Goal 1
In the pier forum thread below, which fish was hooked but not landed on the pier?

Text shown
-*-*-
# Pcola Pier 3/7



## Yeadudeeee (Mar 5, 2011)

Came into work today and was told that the first pompano was hooked but not landed on the pier. Also, there were some baby spanish caught off the end of the pier. Black drum and red fish were also caught. But its great news to hear about someone finally hooking up with a pompano.


----------



## bbarton13 (May 4, 2009)

Wirelessly posted

U guys should post ur daily reports on facebook 2! With pics of the water condition would awesome


----------



## Brad King (Sep 30, 2007)

I agree!!!!


----------



## Yeadudeeee (Mar 5, 2011)

I guess I am the only person that works here who is on the PFF. Is it easier for yall to see the posts on facebook via cell phone other than here?


----------



## bbarton13 (May 4, 2009)

facebook


----------



## Yeadudeeee (Mar 5, 2011)

I guess I can set up a facebook for the pier. 
It would be nice getting updates on the water and everything easily. I'll see what I can do and maybe get a couple other people that work here to help everyone else out.


----------



## bbarton13 (May 4, 2009)

there already is a facebook page here http://www.facebook.com/pages/Pensacola-Gulf-Pier/170639811754?ref=ts i just wish they would put fishing and weather reports everyday and a pic of the water would be nice


----------



## Yeadudeeee (Mar 5, 2011)
-*-*-
Raw records
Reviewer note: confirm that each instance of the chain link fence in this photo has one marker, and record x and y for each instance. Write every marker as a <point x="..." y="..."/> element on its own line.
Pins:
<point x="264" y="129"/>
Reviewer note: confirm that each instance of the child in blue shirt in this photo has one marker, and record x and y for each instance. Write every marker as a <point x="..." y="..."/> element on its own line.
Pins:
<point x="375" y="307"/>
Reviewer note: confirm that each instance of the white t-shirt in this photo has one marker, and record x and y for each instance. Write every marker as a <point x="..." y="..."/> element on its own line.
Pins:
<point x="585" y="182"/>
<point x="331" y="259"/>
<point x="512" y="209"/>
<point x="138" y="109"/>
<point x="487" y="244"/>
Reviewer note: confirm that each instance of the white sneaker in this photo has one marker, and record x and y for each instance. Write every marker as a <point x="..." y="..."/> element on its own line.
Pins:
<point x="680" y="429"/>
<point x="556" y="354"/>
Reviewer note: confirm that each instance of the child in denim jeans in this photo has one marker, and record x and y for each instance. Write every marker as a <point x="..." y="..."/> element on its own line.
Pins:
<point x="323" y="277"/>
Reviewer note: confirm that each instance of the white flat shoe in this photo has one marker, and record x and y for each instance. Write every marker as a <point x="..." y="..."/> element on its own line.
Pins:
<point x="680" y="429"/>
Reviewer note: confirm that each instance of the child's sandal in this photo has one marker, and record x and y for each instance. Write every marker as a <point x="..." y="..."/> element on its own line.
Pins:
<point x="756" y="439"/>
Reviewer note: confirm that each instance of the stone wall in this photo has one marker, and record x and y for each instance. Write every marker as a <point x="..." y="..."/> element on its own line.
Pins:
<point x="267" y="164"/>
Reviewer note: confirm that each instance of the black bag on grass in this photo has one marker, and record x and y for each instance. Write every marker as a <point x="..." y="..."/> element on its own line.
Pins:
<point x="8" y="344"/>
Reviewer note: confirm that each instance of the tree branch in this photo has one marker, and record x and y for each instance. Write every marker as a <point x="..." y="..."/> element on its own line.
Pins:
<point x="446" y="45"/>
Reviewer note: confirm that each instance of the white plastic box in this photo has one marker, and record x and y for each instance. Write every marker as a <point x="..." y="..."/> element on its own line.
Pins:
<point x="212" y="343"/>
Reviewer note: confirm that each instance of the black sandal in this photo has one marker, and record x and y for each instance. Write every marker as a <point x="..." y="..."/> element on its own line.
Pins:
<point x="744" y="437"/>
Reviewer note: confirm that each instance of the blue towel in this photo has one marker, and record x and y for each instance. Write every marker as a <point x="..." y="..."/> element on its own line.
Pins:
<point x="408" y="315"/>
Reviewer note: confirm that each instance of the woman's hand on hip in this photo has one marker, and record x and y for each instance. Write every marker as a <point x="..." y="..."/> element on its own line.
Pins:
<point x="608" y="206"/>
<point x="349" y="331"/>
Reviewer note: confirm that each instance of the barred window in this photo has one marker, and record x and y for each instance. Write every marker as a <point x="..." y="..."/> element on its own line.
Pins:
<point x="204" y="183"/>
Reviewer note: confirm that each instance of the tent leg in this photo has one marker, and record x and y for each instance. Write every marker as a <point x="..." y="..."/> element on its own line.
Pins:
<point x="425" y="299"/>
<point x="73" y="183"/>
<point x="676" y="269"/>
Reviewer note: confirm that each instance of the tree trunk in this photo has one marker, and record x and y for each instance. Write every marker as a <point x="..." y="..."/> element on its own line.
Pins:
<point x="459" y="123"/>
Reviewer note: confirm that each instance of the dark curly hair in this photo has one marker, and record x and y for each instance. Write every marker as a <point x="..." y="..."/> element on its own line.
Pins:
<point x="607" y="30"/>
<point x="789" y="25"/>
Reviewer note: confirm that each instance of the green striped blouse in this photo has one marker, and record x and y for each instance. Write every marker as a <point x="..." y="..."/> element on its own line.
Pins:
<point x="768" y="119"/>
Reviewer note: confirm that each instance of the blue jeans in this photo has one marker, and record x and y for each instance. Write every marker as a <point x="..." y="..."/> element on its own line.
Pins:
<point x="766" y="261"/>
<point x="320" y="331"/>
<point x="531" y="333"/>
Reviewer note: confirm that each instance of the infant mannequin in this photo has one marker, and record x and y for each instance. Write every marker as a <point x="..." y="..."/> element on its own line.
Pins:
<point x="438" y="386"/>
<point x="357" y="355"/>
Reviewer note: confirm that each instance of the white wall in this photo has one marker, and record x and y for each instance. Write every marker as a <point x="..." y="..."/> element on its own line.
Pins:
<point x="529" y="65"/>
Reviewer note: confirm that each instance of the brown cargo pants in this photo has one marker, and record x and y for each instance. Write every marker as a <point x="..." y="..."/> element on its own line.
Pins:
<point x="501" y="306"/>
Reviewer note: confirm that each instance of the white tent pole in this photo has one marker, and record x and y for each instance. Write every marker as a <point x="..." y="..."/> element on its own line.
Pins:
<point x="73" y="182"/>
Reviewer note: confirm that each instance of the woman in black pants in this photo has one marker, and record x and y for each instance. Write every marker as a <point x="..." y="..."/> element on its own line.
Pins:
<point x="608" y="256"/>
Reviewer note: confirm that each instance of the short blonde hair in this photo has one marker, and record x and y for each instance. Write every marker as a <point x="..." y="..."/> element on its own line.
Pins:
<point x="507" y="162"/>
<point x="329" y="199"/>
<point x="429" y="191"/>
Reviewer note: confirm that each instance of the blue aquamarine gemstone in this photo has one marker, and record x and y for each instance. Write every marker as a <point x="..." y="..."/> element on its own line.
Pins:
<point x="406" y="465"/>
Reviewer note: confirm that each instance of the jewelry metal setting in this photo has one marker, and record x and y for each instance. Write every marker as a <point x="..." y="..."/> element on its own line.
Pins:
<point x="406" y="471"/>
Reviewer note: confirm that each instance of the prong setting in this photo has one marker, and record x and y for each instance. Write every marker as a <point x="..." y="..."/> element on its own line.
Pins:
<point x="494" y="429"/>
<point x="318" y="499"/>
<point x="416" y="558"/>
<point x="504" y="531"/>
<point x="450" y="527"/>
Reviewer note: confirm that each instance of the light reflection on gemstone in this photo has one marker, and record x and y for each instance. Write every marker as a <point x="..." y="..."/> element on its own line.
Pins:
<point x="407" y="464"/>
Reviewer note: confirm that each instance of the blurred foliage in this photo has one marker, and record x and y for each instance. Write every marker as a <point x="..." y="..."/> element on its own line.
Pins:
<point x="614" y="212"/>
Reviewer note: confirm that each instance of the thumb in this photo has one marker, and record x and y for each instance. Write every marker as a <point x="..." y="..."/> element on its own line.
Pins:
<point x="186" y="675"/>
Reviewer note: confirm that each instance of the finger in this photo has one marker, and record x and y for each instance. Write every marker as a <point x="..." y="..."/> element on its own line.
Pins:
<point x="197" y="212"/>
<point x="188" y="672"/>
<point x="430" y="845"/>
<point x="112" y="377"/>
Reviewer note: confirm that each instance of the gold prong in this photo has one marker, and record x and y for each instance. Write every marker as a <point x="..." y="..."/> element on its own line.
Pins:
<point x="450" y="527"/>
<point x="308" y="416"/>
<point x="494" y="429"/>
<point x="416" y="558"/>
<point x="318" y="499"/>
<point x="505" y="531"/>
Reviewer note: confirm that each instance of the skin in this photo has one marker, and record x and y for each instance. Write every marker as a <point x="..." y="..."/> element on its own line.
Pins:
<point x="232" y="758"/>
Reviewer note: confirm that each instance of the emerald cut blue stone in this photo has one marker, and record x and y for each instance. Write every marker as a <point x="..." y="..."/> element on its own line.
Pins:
-*-*-
Goal 2
Write out the records from the line containing "Reviewer note: confirm that each instance of the emerald" through the end of the records, swapping "emerald cut" for "oval cut" and changing nothing else.

Reply 1
The first pompano.

Reply 2
Reviewer note: confirm that each instance of the oval cut blue stone in this photo has one marker, and record x and y for each instance. Write every marker as a <point x="..." y="..."/> element on its own line.
Pins:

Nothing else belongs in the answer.